## Written exercise
Write out every item below verbatim, reproducing each line without any alteration.
::::::::::
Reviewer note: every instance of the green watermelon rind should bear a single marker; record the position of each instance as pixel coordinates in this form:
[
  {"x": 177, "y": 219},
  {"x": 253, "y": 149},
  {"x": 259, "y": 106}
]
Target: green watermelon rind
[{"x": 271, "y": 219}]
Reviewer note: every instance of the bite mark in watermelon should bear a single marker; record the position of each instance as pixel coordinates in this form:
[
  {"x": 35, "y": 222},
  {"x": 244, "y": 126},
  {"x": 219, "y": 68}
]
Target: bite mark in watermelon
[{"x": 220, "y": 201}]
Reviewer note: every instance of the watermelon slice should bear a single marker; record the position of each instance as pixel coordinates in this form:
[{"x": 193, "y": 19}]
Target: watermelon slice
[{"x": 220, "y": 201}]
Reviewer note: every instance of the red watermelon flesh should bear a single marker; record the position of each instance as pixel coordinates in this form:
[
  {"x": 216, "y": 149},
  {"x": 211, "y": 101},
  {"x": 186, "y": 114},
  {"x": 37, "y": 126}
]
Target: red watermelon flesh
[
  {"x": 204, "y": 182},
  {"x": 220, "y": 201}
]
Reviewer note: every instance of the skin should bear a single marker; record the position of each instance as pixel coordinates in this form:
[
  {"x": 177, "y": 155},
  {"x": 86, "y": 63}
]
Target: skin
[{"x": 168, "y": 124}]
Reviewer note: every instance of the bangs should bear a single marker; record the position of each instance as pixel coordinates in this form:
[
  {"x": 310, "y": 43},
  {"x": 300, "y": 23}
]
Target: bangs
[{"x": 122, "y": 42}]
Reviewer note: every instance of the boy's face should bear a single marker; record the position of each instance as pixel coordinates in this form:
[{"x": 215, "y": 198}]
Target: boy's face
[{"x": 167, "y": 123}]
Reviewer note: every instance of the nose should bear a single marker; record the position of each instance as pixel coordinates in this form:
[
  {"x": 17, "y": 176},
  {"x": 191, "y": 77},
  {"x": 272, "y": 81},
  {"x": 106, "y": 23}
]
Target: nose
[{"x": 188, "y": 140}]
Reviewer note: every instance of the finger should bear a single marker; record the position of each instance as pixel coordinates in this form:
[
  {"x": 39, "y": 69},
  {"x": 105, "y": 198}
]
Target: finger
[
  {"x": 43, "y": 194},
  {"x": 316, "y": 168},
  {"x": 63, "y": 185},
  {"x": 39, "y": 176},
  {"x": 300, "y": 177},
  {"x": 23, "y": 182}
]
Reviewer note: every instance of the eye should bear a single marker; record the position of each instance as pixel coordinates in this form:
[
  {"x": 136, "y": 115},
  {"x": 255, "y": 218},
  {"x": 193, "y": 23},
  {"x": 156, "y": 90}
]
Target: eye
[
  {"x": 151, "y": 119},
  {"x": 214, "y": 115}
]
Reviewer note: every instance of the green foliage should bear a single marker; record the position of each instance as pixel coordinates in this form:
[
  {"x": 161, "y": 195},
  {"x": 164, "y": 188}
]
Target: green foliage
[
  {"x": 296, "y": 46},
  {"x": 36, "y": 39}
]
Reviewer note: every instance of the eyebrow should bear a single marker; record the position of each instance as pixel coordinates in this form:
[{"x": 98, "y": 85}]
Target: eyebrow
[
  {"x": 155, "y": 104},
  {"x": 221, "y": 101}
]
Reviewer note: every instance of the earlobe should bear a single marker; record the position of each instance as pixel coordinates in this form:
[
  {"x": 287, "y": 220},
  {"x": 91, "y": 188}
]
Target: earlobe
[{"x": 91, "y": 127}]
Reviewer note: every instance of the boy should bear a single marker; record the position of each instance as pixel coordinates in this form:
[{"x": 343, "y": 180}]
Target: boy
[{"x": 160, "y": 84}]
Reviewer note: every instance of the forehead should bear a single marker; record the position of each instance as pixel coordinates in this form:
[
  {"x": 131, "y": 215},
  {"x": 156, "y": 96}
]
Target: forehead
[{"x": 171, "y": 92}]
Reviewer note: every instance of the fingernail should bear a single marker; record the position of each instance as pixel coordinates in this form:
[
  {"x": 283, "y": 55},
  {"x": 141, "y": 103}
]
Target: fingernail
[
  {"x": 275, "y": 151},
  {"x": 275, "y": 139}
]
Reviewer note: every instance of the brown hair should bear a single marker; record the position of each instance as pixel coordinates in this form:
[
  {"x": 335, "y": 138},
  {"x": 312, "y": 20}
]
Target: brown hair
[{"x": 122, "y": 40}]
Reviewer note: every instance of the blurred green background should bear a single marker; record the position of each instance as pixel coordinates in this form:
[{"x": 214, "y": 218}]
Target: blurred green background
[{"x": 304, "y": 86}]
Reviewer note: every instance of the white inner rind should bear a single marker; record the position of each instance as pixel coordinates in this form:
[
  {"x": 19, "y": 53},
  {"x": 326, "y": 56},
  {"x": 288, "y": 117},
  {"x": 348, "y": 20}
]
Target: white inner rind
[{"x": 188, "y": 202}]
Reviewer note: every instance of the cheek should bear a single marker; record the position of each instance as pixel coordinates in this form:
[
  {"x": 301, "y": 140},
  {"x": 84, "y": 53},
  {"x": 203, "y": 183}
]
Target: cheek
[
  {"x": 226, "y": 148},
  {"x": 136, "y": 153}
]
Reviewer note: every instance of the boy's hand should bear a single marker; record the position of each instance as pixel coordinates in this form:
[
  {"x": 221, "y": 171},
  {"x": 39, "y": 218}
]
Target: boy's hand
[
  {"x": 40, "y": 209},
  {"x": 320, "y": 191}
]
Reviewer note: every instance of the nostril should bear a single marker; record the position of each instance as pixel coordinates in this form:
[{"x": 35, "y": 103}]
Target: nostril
::::::::::
## Written response
Reviewer note: every instance of the green watermelon rind should bear a single marker; record the position of each instance as pixel coordinates in this form:
[
  {"x": 177, "y": 219},
  {"x": 253, "y": 149},
  {"x": 259, "y": 106}
]
Target: green watermelon rind
[{"x": 271, "y": 219}]
Reviewer note: every instance of the bite mark in watermelon should bear a single marker; record the position of each instance as pixel coordinates in this form:
[
  {"x": 35, "y": 222},
  {"x": 244, "y": 126},
  {"x": 219, "y": 68}
]
Target: bite mark in watermelon
[{"x": 220, "y": 201}]
Reviewer note: every instance of the watermelon slice should bear a single marker; record the position of each instance as pixel coordinates in this form:
[{"x": 193, "y": 19}]
Target: watermelon slice
[{"x": 220, "y": 201}]
Reviewer note: every instance of the red watermelon flesh should bear a single marker; record the position of each instance as pixel coordinates in this form:
[
  {"x": 216, "y": 149},
  {"x": 211, "y": 101},
  {"x": 186, "y": 114},
  {"x": 37, "y": 126}
]
Target: red watermelon flesh
[
  {"x": 204, "y": 182},
  {"x": 220, "y": 201}
]
Reviewer note: every instance of the skin should bear a single marker; record the position of each instance as pixel coordinates in this form:
[
  {"x": 177, "y": 155},
  {"x": 86, "y": 63}
]
Target: skin
[{"x": 168, "y": 124}]
Reviewer note: every instance of the bangs should bear a single marker; record the position of each instance as pixel coordinates in this form:
[
  {"x": 310, "y": 43},
  {"x": 300, "y": 23}
]
Target: bangs
[{"x": 122, "y": 42}]
Reviewer note: every instance of the boy's face should bear a single marker; record the position of each instance as pixel coordinates in this form:
[{"x": 215, "y": 198}]
Target: boy's face
[{"x": 167, "y": 123}]
Reviewer note: every instance of the nose should bear a single marker; record the position of each instance as pixel coordinates in this form:
[
  {"x": 17, "y": 176},
  {"x": 191, "y": 77},
  {"x": 272, "y": 81},
  {"x": 106, "y": 23}
]
Target: nose
[{"x": 188, "y": 140}]
Reviewer note: every instance of the finger should bear a single marker; record the position of each instance as pixel coordinates in this form:
[
  {"x": 39, "y": 69},
  {"x": 105, "y": 198}
]
Target: finger
[
  {"x": 43, "y": 194},
  {"x": 316, "y": 168},
  {"x": 63, "y": 185},
  {"x": 39, "y": 176},
  {"x": 300, "y": 177},
  {"x": 23, "y": 182}
]
Reviewer note: every instance of the eye should bear a single marker; record the position of each instance as pixel coordinates in this form:
[
  {"x": 136, "y": 115},
  {"x": 255, "y": 218},
  {"x": 193, "y": 23},
  {"x": 156, "y": 90}
]
Target: eye
[
  {"x": 151, "y": 119},
  {"x": 214, "y": 115}
]
Reviewer note: every instance of the green foliage should bear a single marker; record the position of each instance as pixel coordinates in this form:
[
  {"x": 161, "y": 195},
  {"x": 164, "y": 188}
]
Target: green foliage
[
  {"x": 296, "y": 46},
  {"x": 36, "y": 39}
]
Reviewer note: every instance of the eyebrow should bear a single marker; record the position of each instance as pixel coordinates in this form:
[{"x": 98, "y": 85}]
Target: eyebrow
[
  {"x": 155, "y": 104},
  {"x": 221, "y": 101}
]
Reviewer note: every instance of the earlobe should bear a single marker; record the position of each instance as pixel coordinates in this form:
[
  {"x": 287, "y": 220},
  {"x": 91, "y": 188}
]
Target: earlobe
[{"x": 91, "y": 127}]
Reviewer note: every instance of the boy should bear a single marker; record the position of each instance as pixel coordinates in this form:
[{"x": 343, "y": 180}]
Target: boy
[{"x": 160, "y": 84}]
Reviewer note: every instance of the forehead should bear a single marker; record the position of each instance as pixel coordinates in this form:
[
  {"x": 131, "y": 215},
  {"x": 156, "y": 96}
]
Target: forehead
[{"x": 171, "y": 92}]
Reviewer note: every instance of the fingernail should bear a single marker; record the position of each instance as pixel coordinates in this form:
[
  {"x": 283, "y": 55},
  {"x": 141, "y": 103}
]
Target: fingernail
[
  {"x": 275, "y": 151},
  {"x": 275, "y": 139}
]
Reviewer note: every instance of the brown hair should bear a single marker; record the position of each instance as pixel coordinates in this form:
[
  {"x": 335, "y": 138},
  {"x": 312, "y": 20}
]
Target: brown hair
[{"x": 122, "y": 40}]
Reviewer note: every instance of the blurred green background should bear a single marker; record the position of each instance as pixel coordinates in this form:
[{"x": 214, "y": 218}]
Target: blurred green background
[{"x": 304, "y": 86}]
Reviewer note: every instance of the white inner rind should bear a single marker; record the position of each instance as pixel coordinates in this form:
[
  {"x": 19, "y": 53},
  {"x": 326, "y": 56},
  {"x": 288, "y": 117},
  {"x": 348, "y": 20}
]
Target: white inner rind
[{"x": 188, "y": 202}]
Reviewer note: every instance of the cheek should bear a single marker; record the position of each instance as pixel coordinates in this form:
[
  {"x": 301, "y": 140},
  {"x": 84, "y": 53},
  {"x": 203, "y": 183}
]
Target: cheek
[
  {"x": 226, "y": 148},
  {"x": 136, "y": 153}
]
Reviewer note: every instance of the boy's hand should bear a single marker; record the position of each instance as pixel coordinates in this form:
[
  {"x": 221, "y": 171},
  {"x": 39, "y": 218}
]
Target: boy's hand
[
  {"x": 40, "y": 209},
  {"x": 320, "y": 191}
]
Reviewer note: every instance of the nostril should bear a single marker; record the position of each instance as pixel coordinates in this form:
[{"x": 35, "y": 103}]
Target: nostril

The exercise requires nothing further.